* **ОПИСАНИЕ ЗАДАНИЯ**
Ответьте, пожалуйста, по фрагменту документа: на кого похож командир бронепоезда?

* **ФРАГМЕНТ ДОКУМЕНТА**
_____

Почему, когда редактор хвалит, то никого кругом нет, а когда вам мямлят, что плоховато, что надо доработать, то кругом толпа и даже любимая стоит тут же.

В тот час, когда у всех подъездов прощаются влюбленные.

Печальные негритянские хоры.

«Как тебе не стыдно бить жену в воскресенье, когда для этого есть понедельник, вторник, среда, четверг, пятница и суббота.

Как тебе не стыдно пить водку в воскресенье, когда для этого есть понедельник, вторник…

Как тебе не стыдно…»

Минск. Листья буфетной пальмы блестят, как зеленая кровля. Плитчатый одесский тротуар.

Столовая в Пуховичах, в сельскохозяйственном техникуме. Голубая комната, потолок, оклеенный обоями. Домашние кружевные занавески.

Дом со свежим лиловым цоколем недалеко от Пуховичей.

Грех Немезиды.

Левин съедает завтрак командующего.

Ильфа и Петрова томят сомнения – не зачислят ли их на довольствие как одного человека.

– У меня есть с собой вещества, – сказал фотограф.

Трехкотельная кухня. Один – для супов, второй для каш и пилавов, окружен глицериновой рубашкой, чтобы не подгорали (оба имеют топки), третий – для сладкого. Духовые помещения для утвари – противней, мясорубок, эмалированных мисочек – зависть домашних хозяек.

Прошла повозка с одетыми в зеленые чехлы медными трубами.

Внутренность танка. Вдоль стенок аптечные полки со снарядами.

Два близнеца – Белмясо и Белрыба.

Детская любовь к машине. Уверенность в том, что она может сделать все.

В соседней комнате внезапно поссорились врачи.

Ночью раскрылась дверь, показался комендант с крысоловным фонарем, кинул тюфяк, и на него молча бросился на постель и, видимо очень разозленный, сразу заснул.

Парикмахер с яркими зелеными петлицами.

Инспектор питания.

Бронепоезд (скульптура ранних кубистов).

Заяц считал, что вся атака направлена против него.

При виде танка самая хилая колхозная лошадь встает на дыбы.

Бронепоезд, декорированный зеленью.

Молодой командир, длинный, тонкий, ремни скрипят.

Атака танков через картофельное поле. Пушечные выстрелы. Поворот на пулеметы.

Атака пехоты на солнечной опушке.

– В уставе написано! – сказал он гневно.

Член Реввоенсовета сказал, что у меня вид обозного молодца.

Кладбище. Кресты, увешанные полотенцами и какими-то расшитыми фартучками.

Командир бронепоезда (бепо), похожий на Зощенко.

Фадеев, человек нерасторопный, наконец, дорвался до атаки и солнца. Но тут ему в рамку попал режиссер. И Фадеев ужасным голосом закричал: «Назад!», так что атакующие остановились и стали оглядываться.

_____

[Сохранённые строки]

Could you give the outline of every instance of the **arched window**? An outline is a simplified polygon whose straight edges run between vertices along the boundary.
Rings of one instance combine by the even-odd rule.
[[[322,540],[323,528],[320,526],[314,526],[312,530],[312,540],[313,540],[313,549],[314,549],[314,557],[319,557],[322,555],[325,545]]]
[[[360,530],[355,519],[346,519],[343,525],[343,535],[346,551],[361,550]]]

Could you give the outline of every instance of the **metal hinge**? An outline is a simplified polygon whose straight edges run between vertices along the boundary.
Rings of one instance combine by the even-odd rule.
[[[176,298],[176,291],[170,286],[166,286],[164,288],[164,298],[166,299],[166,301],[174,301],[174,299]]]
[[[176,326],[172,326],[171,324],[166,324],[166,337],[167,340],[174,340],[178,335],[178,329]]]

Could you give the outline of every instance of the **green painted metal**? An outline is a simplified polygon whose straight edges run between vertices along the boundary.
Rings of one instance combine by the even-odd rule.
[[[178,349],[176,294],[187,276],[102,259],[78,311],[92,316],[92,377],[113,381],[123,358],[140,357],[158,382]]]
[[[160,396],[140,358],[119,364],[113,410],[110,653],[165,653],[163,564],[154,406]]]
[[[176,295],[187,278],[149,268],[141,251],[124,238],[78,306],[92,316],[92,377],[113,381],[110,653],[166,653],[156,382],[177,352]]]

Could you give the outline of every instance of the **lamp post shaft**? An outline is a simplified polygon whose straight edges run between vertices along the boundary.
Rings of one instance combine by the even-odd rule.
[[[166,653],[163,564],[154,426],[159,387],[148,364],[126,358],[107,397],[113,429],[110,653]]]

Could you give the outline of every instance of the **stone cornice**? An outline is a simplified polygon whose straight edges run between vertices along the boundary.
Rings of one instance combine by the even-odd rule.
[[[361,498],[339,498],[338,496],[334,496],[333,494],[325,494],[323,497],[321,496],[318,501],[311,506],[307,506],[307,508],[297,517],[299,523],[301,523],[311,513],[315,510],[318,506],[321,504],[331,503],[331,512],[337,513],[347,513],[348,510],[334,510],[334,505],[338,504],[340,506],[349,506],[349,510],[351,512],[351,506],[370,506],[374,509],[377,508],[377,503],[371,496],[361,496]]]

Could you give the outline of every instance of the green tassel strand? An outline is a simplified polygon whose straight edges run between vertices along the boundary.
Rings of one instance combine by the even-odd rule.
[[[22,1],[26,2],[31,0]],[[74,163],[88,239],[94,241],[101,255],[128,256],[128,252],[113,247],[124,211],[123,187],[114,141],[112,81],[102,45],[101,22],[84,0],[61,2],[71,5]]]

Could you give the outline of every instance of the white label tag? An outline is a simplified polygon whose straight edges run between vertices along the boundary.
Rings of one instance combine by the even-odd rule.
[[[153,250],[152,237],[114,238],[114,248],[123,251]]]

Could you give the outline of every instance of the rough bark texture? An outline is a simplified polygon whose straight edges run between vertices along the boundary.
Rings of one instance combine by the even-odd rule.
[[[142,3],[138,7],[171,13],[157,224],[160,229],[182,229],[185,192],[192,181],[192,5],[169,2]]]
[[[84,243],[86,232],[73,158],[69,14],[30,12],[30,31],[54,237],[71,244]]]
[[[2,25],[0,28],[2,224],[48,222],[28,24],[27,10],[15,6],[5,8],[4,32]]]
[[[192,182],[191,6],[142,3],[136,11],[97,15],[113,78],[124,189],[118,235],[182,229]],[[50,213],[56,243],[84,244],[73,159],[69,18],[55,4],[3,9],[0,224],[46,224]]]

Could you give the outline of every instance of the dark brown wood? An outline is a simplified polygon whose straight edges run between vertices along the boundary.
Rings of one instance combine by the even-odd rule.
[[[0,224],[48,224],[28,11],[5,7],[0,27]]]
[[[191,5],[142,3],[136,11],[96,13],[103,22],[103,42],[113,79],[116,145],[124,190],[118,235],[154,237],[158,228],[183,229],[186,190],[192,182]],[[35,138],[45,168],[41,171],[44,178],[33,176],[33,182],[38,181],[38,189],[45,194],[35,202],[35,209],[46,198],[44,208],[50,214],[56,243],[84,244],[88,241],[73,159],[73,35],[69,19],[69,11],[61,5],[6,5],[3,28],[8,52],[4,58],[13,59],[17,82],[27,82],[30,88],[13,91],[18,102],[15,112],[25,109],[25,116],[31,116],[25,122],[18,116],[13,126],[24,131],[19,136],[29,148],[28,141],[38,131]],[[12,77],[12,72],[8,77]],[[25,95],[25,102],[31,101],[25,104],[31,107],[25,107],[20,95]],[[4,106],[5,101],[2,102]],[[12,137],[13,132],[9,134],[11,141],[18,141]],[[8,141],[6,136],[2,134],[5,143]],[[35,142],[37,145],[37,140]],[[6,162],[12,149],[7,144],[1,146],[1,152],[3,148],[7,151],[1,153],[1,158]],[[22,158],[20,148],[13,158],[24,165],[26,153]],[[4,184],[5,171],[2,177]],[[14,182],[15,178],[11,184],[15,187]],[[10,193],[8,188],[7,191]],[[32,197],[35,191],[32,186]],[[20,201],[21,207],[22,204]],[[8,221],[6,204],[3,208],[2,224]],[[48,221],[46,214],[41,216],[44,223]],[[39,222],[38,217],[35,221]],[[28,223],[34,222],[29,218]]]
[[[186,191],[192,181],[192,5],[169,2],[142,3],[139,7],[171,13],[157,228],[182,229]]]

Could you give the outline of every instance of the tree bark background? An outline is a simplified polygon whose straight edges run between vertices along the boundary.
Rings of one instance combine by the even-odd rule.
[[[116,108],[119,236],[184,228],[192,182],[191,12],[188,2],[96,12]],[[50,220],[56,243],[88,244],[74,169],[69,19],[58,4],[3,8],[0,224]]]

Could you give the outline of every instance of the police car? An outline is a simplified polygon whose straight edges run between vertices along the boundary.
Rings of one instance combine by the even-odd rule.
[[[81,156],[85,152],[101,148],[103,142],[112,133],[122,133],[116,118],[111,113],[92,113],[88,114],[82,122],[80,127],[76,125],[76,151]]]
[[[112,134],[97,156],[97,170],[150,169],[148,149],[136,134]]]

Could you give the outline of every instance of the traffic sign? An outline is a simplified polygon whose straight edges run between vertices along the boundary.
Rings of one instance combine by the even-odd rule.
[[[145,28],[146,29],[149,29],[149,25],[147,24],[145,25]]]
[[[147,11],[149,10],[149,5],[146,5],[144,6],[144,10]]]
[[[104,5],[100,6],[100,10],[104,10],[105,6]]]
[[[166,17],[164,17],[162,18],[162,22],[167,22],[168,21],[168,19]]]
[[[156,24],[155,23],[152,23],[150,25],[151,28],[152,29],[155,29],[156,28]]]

_____

* **ПИСЬМЕННОЕ РЕШЕНИЕ**
Командир бронепоезда похож на Зощенко.